▶ _THE TASK_: Check each line of the material. Copy those containing "then".

▶ _RECORDS FOR THE TASK_:
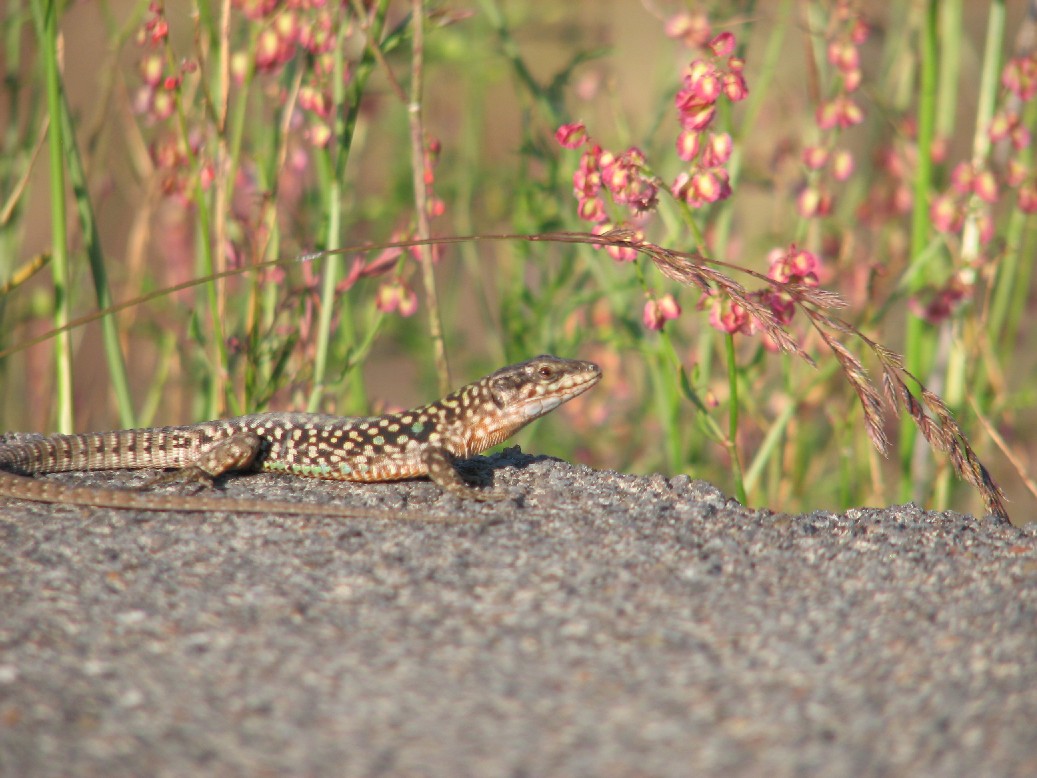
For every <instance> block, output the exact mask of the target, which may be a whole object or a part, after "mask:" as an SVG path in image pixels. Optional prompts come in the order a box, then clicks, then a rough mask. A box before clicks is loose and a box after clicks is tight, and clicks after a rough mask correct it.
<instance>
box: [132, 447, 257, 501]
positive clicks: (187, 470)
mask: <svg viewBox="0 0 1037 778" xmlns="http://www.w3.org/2000/svg"><path fill="white" fill-rule="evenodd" d="M261 450H262V439H261V438H260V437H259V436H258V435H255V434H254V433H237V434H236V435H232V436H230V437H229V438H226V439H224V440H221V441H217V442H216V443H214V444H213V445H212V446H209V447H208V448H206V449H205V450H204V451H202V452H201V454H200V455H199V456H198V459H197V460H195V461H194V462H192V463H190V464H188V465H185V466H184V467H180V468H177V469H175V470H169V471H167V472H164V473H159V474H158V475H156V476H155V477H152V478H149V479H148V480H146V481H144V483H143V484H141V489H148V488H150V487H155V485H158V484H162V483H193V484H195V485H196V488H197V489H203V488H211V487H212V485H213V482H214V481H215V480H216V479H217V478H219V477H220V476H221V475H223V474H224V473H230V472H233V471H235V470H248V469H250V468H251V467H252V465H253V463H254V462H255V460H256V457H257V456H258V455H259V452H260V451H261Z"/></svg>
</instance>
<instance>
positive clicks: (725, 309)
mask: <svg viewBox="0 0 1037 778" xmlns="http://www.w3.org/2000/svg"><path fill="white" fill-rule="evenodd" d="M709 324H710V325H711V326H712V327H713V328H714V329H718V330H720V331H721V332H727V333H730V334H732V335H733V334H734V333H736V332H740V333H741V334H744V335H752V334H753V318H752V316H750V315H749V312H748V311H747V310H746V309H745V308H744V307H742V306H741V305H739V304H738V303H736V302H734V301H733V300H731V298H729V297H714V298H713V300H712V305H711V306H710V308H709Z"/></svg>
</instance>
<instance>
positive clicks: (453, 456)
mask: <svg viewBox="0 0 1037 778" xmlns="http://www.w3.org/2000/svg"><path fill="white" fill-rule="evenodd" d="M421 461H422V462H423V463H424V465H425V467H426V468H427V469H428V477H429V478H431V479H432V480H433V481H435V482H436V483H437V484H439V487H440V488H441V489H443V491H445V492H448V493H450V494H452V495H456V496H457V497H460V498H463V499H466V500H483V501H489V500H507V499H510V495H508V494H507V493H506V492H503V491H501V490H497V489H476V488H475V487H471V485H469V484H468V483H466V482H465V479H464V478H461V475H460V473H459V472H458V471H457V467H456V465H455V464H454V462H455V460H454V456H453V454H451V453H450V452H449V451H447V450H446V449H445V448H435V447H431V446H429V447H428V448H426V449H425V450H424V452H423V453H422V454H421Z"/></svg>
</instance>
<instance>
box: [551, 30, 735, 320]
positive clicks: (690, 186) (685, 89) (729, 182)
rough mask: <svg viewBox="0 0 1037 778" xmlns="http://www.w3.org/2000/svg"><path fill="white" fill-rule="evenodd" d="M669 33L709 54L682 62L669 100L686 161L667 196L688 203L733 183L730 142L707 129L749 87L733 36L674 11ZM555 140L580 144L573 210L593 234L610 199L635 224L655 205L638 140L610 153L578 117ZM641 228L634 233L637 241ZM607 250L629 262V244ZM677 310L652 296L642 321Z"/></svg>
mask: <svg viewBox="0 0 1037 778" xmlns="http://www.w3.org/2000/svg"><path fill="white" fill-rule="evenodd" d="M667 34H668V35H670V36H671V37H674V38H679V39H680V40H682V41H683V43H684V44H686V45H688V46H693V47H703V48H705V49H706V51H707V56H706V57H704V58H698V59H695V60H693V61H692V62H691V63H690V64H689V65H688V67H685V68H684V73H683V78H682V82H681V88H680V89H679V90H678V92H677V94H676V95H675V98H674V103H675V105H676V108H677V114H678V121H679V124H680V131H679V135H678V137H677V156H678V157H679V158H680V159H681V160H682V161H683V162H686V163H690V165H689V167H688V168H686V169H684V170H682V171H681V172H680V173H678V174H677V176H676V177H675V178H674V179H673V183H672V184H671V185H670V187H669V192H670V194H672V195H673V197H674V198H675V199H677V200H679V201H681V202H684V203H686V204H689V205H691V206H693V207H700V206H703V205H705V204H707V203H711V202H717V201H719V200H723V199H725V198H727V197H728V196H730V194H731V186H730V182H729V177H728V174H727V170H726V169H725V165H726V164H727V162H728V160H730V158H731V154H732V150H733V142H732V140H731V136H730V135H728V134H727V133H716V132H712V131H711V130H710V128H711V126H712V122H713V119H714V117H716V115H717V107H718V104H719V102H720V101H721V100H724V99H726V100H728V101H730V102H738V101H741V100H744V99H745V98H746V96H747V94H748V93H749V89H748V87H747V85H746V79H745V77H744V75H742V70H744V67H745V63H744V61H742V60H741V59H739V58H737V57H734V56H732V52H733V51H734V48H735V38H734V35H732V34H731V33H730V32H724V33H721V34H719V35H716V36H713V35H712V34H711V31H710V29H709V23H708V21H707V20H706V18H705V16H704V15H701V13H699V15H678V16H676V17H674V18H673V19H671V20H670V22H668V24H667ZM555 140H556V141H557V142H558V143H559V144H560V145H561V146H563V147H565V148H572V149H577V148H584V151H583V154H582V155H581V157H580V162H579V164H578V166H577V169H576V171H574V172H573V174H572V190H573V194H574V196H576V198H577V203H578V204H577V213H578V214H579V216H580V218H581V219H583V220H584V221H587V222H590V223H591V224H593V225H594V231H595V232H597V233H601V232H605V231H607V230H609V229H612V228H613V226H614V225H615V222H616V221H617V220H616V218H615V217H614V216H612V215H611V214H610V209H609V202H608V201H609V200H611V201H612V203H614V204H615V205H618V206H621V207H622V209H623V210H624V211H625V219H621V220H620V221H622V222H623V223H624V224H629V223H630V222H633V224H634V226H636V227H639V226H641V225H642V224H643V223H644V222H645V221H646V219H647V216H648V215H649V214H650V213H651V212H653V211H654V210H655V209H656V206H657V204H658V193H660V190H661V188H662V187H663V186H665V184H664V183H663V182H662V180H661V179H660V178H658V177H656V176H655V175H654V174H652V172H651V170H650V169H649V167H648V165H647V162H646V160H645V156H644V152H643V151H642V150H641V149H640V148H638V147H637V146H630V147H628V148H627V149H626V150H625V151H622V152H620V154H615V152H613V151H611V150H609V149H607V148H605V147H602V146H601V145H600V144H598V143H596V142H594V140H593V139H592V138H591V137H590V135H589V134H588V132H587V128H586V127H585V126H584V123H583V122H572V123H567V124H562V126H561V127H559V128H558V130H557V131H556V133H555ZM640 234H641V233H640V231H636V232H635V237H634V240H638V237H639V235H640ZM606 250H607V252H608V253H609V254H610V255H611V256H612V257H613V258H614V259H616V260H618V261H633V260H634V259H635V258H636V257H637V252H636V251H635V250H634V249H633V248H632V247H629V246H619V245H610V246H608V247H607V248H606ZM679 314H680V306H679V305H678V304H677V302H676V300H674V299H673V297H672V295H666V296H664V297H662V298H655V297H650V298H649V300H648V301H647V302H646V304H645V306H644V310H643V313H642V321H643V323H644V325H645V327H646V328H648V329H652V330H658V329H662V328H663V326H664V324H665V323H666V322H667V321H669V319H672V318H675V317H676V316H678V315H679Z"/></svg>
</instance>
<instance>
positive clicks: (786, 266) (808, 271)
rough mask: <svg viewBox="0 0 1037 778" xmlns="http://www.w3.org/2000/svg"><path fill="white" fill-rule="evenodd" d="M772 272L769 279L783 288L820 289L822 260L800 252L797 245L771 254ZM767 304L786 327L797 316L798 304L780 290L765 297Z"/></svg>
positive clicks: (801, 250) (814, 255)
mask: <svg viewBox="0 0 1037 778" xmlns="http://www.w3.org/2000/svg"><path fill="white" fill-rule="evenodd" d="M767 261H768V262H769V265H770V269H769V270H768V271H767V277H768V278H772V279H774V280H775V281H778V283H780V284H786V283H791V284H800V285H803V286H817V284H818V280H817V274H818V273H819V272H820V269H821V260H820V257H818V256H817V254H815V253H813V252H812V251H806V250H804V249H800V248H796V247H795V245H794V244H793V245H792V246H789V247H788V248H787V249H773V250H772V251H770V253H769V254H767ZM762 297H763V301H764V302H765V303H766V304H767V306H768V307H769V308H770V310H772V311H773V312H774V314H775V317H776V318H777V319H778V321H779V322H781V323H782V324H789V323H790V322H791V321H792V316H793V315H795V303H794V302H793V300H792V298H791V296H790V295H789V294H788V293H787V291H784V290H783V289H782V288H781V287H780V286H779V287H773V288H770V289H768V290H767V291H765V293H764V294H763V296H762Z"/></svg>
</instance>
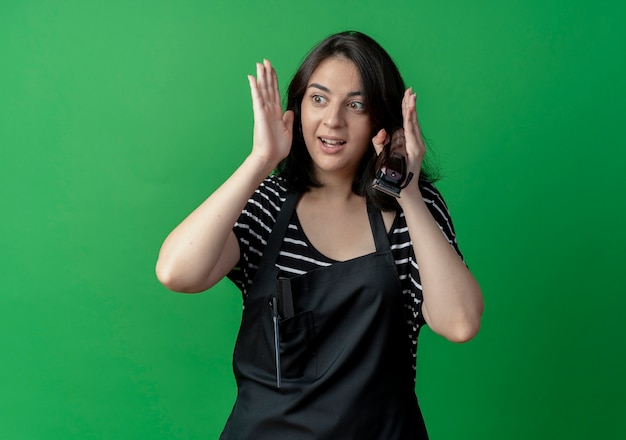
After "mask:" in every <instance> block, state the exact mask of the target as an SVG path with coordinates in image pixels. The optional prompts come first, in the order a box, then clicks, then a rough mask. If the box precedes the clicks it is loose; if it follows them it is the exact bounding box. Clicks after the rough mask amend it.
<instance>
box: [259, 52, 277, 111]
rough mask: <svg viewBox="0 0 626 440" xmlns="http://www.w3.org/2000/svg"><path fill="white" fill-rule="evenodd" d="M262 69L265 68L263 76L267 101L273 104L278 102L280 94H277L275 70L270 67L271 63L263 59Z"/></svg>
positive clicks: (276, 77)
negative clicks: (266, 87)
mask: <svg viewBox="0 0 626 440" xmlns="http://www.w3.org/2000/svg"><path fill="white" fill-rule="evenodd" d="M263 67H265V74H266V76H267V93H268V99H269V100H270V102H272V103H273V104H276V102H280V93H279V92H278V78H277V76H276V70H275V69H274V67H272V63H271V62H270V61H269V60H267V59H264V60H263Z"/></svg>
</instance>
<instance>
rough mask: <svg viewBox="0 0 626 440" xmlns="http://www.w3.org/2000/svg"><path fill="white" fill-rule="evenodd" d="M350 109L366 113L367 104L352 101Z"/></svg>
mask: <svg viewBox="0 0 626 440" xmlns="http://www.w3.org/2000/svg"><path fill="white" fill-rule="evenodd" d="M348 105H349V107H350V108H351V109H352V110H356V111H360V112H362V111H365V104H363V103H362V102H359V101H351V102H350V104H348Z"/></svg>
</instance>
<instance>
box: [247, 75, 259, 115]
mask: <svg viewBox="0 0 626 440" xmlns="http://www.w3.org/2000/svg"><path fill="white" fill-rule="evenodd" d="M248 83H249V84H250V95H252V105H253V107H257V106H258V105H259V101H260V99H261V97H260V94H259V85H258V84H257V80H256V78H255V77H254V76H252V75H248Z"/></svg>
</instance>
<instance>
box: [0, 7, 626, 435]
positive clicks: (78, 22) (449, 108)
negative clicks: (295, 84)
mask: <svg viewBox="0 0 626 440" xmlns="http://www.w3.org/2000/svg"><path fill="white" fill-rule="evenodd" d="M309 4H310V6H307V5H309ZM625 21H626V3H624V2H623V1H617V0H615V1H610V0H606V1H602V0H599V1H594V2H592V1H583V0H570V1H564V0H563V1H554V0H553V1H550V0H547V1H546V0H511V1H497V0H478V1H474V2H467V1H461V0H456V1H452V0H451V1H441V2H432V1H428V2H427V1H421V0H419V1H408V0H407V1H393V0H392V1H387V2H378V1H364V0H361V1H356V0H350V1H344V2H338V1H337V0H320V1H317V2H308V3H299V2H296V1H289V2H287V1H271V0H265V1H262V2H261V1H260V2H244V1H241V0H220V1H208V0H204V1H202V0H187V1H174V0H169V1H168V0H155V1H151V2H137V1H129V0H126V1H119V0H109V1H106V2H104V1H102V2H88V1H77V0H68V1H61V0H57V1H44V0H42V1H29V0H23V1H19V0H6V1H3V2H1V3H0V203H1V208H0V209H1V214H0V293H1V296H0V354H1V358H0V383H1V389H0V438H1V439H89V438H94V439H200V438H203V439H204V438H216V437H217V436H218V434H219V432H220V430H221V427H222V425H223V423H224V421H225V418H226V417H227V415H228V413H229V410H230V407H231V405H232V403H233V399H234V391H235V389H234V381H233V378H232V373H231V367H230V358H231V351H232V347H233V344H234V338H235V335H236V330H237V327H238V321H239V317H240V310H241V307H240V298H239V293H238V292H237V291H236V290H235V289H234V287H233V286H232V285H230V284H229V283H228V282H223V283H221V284H219V285H218V286H217V287H215V288H214V289H213V291H211V292H210V293H205V294H201V295H191V296H188V295H180V294H175V293H171V292H168V291H166V289H164V288H163V287H162V286H160V285H159V284H158V282H157V281H156V279H155V276H154V264H155V260H156V256H157V252H158V249H159V246H160V244H161V242H162V240H163V238H164V237H165V235H166V234H167V233H168V232H169V231H170V230H171V229H172V228H173V227H174V226H175V225H176V224H177V223H178V222H179V221H180V220H181V219H182V218H183V217H184V216H185V215H186V214H187V213H188V212H189V211H190V210H191V209H193V208H194V207H195V206H196V205H197V204H198V203H200V202H201V201H202V200H203V199H204V198H205V197H206V196H207V195H208V194H209V193H210V192H211V191H212V190H213V189H215V188H216V187H217V185H219V183H220V182H221V181H223V180H224V179H225V178H226V177H227V176H228V175H229V173H230V172H232V171H233V169H234V168H235V167H236V165H237V164H238V163H239V162H240V161H241V160H242V158H243V157H244V156H245V155H246V154H247V152H248V150H249V148H250V145H251V132H252V111H251V103H250V96H249V90H248V84H247V80H246V75H247V74H248V73H253V72H254V63H255V62H256V61H258V60H261V59H262V58H263V57H267V58H269V59H270V60H272V61H273V63H274V64H275V65H276V67H277V70H278V74H279V77H280V79H281V80H282V83H281V84H282V86H283V87H284V86H286V84H287V83H288V81H289V79H290V76H291V75H292V73H293V72H294V70H295V68H296V67H297V65H298V63H299V62H300V61H301V59H302V57H303V56H304V53H305V52H306V51H307V50H308V49H309V48H310V47H312V46H313V45H314V44H315V43H316V42H317V41H319V40H320V39H322V38H323V37H325V36H326V35H328V34H329V33H332V32H335V31H339V30H343V29H348V28H353V29H358V30H362V31H364V32H366V33H369V34H370V35H372V36H373V37H375V38H376V39H378V40H379V41H380V42H381V43H382V44H383V46H385V47H386V48H387V49H388V50H389V52H390V53H391V54H392V55H393V56H394V58H395V59H396V60H397V62H398V64H399V66H400V68H401V70H402V72H403V74H404V76H405V79H406V81H407V83H408V84H410V85H412V86H413V87H414V88H415V89H416V90H417V92H418V94H419V101H418V107H419V112H420V119H421V122H422V126H423V129H424V132H425V134H426V136H427V137H428V140H429V142H430V150H431V151H430V152H429V154H433V155H436V157H437V159H438V162H439V164H440V165H441V167H442V169H443V171H444V175H445V178H444V179H443V180H442V181H441V183H440V189H441V190H442V191H443V192H444V195H445V196H446V199H447V202H448V204H449V206H450V209H451V211H452V213H453V217H454V220H455V225H456V228H457V232H458V237H459V242H460V245H461V247H462V249H463V251H464V253H465V255H466V258H467V261H468V263H469V265H470V266H471V268H472V269H473V271H474V273H475V274H476V276H477V277H478V279H479V281H480V282H481V285H482V287H483V290H484V295H485V300H486V311H485V315H484V320H483V327H482V330H481V333H480V334H479V336H478V337H477V338H476V339H475V340H473V341H472V342H470V343H468V344H465V345H455V344H451V343H448V342H446V341H444V340H442V338H440V337H438V336H435V335H434V334H432V332H430V331H429V330H425V331H424V332H423V333H422V337H421V338H420V353H419V361H418V362H419V365H418V370H419V371H418V385H417V388H418V392H419V396H420V399H421V405H422V407H423V411H424V414H425V417H426V419H427V423H428V426H429V430H430V432H431V436H432V439H434V440H447V439H459V438H464V439H483V440H484V439H494V440H502V439H529V438H532V439H557V438H567V439H587V438H594V439H595V438H597V439H623V438H624V437H625V436H626V418H625V417H624V414H626V381H625V380H624V376H623V375H624V372H626V349H625V346H626V344H625V342H624V339H625V338H624V337H625V336H626V331H625V330H624V320H623V315H624V309H625V308H626V301H625V300H624V292H625V288H624V283H623V279H624V269H623V266H624V250H625V243H626V237H625V235H626V234H625V233H624V225H625V224H626V197H625V195H624V193H625V190H626V180H625V178H624V171H625V168H626V167H625V165H624V164H625V162H626V153H625V150H626V111H625V110H624V103H625V101H626V85H625V84H626V82H625V80H624V77H625V76H626V66H625V64H626V28H625V27H624V22H625Z"/></svg>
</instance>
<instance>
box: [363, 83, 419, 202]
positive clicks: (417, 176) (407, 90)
mask: <svg viewBox="0 0 626 440" xmlns="http://www.w3.org/2000/svg"><path fill="white" fill-rule="evenodd" d="M416 100H417V95H416V94H415V93H414V92H413V88H412V87H411V88H409V89H407V90H406V91H405V92H404V97H403V98H402V124H403V128H404V139H405V149H406V150H405V153H406V165H407V176H408V175H409V173H413V179H414V182H417V179H418V178H419V175H420V171H421V168H422V161H423V159H424V154H426V145H425V144H424V140H423V139H422V132H421V130H420V127H419V123H418V121H417V109H416ZM390 140H391V137H390V136H389V134H388V133H387V131H386V130H385V129H384V128H383V129H381V130H380V131H379V132H378V133H377V134H376V136H374V137H373V138H372V143H373V144H374V149H375V150H376V154H380V153H381V152H382V150H383V147H384V146H385V144H386V143H387V142H389V141H390ZM403 183H404V182H403ZM411 190H418V186H417V185H410V186H409V187H407V188H405V189H403V190H402V193H403V194H404V193H406V192H411Z"/></svg>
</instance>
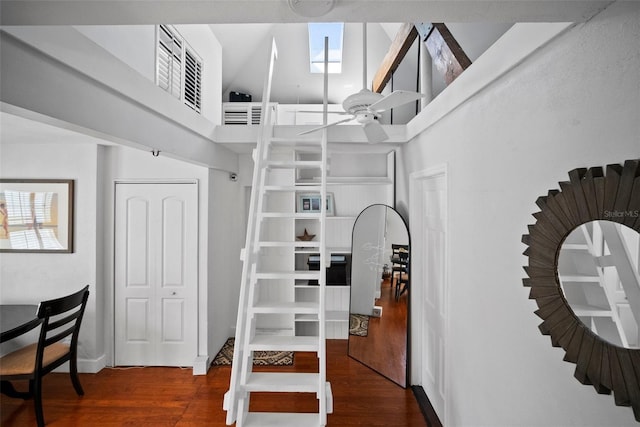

▶ _ANSWER TO THIS EXERCISE_:
For every <instance> block, output the exact mask of the target, which may be a whole object or a part, after "mask:" as an SVG path in image pixels. Optional prompts come in the order a box, then clicks, then a rough mask. A box before clicks is loose and a box after clicks is tight, and clicks after a rough mask correct it.
After "mask:" in every <instance> block, state the exact mask of the target as an SVG path with coordinates in image pixels. The optional prompts come first, in the order a box, then clicks, then a rough mask. If the box precedes the clicks it is loose; if it follows them it is the exact bounding box. Clicks after the rough mask amend it.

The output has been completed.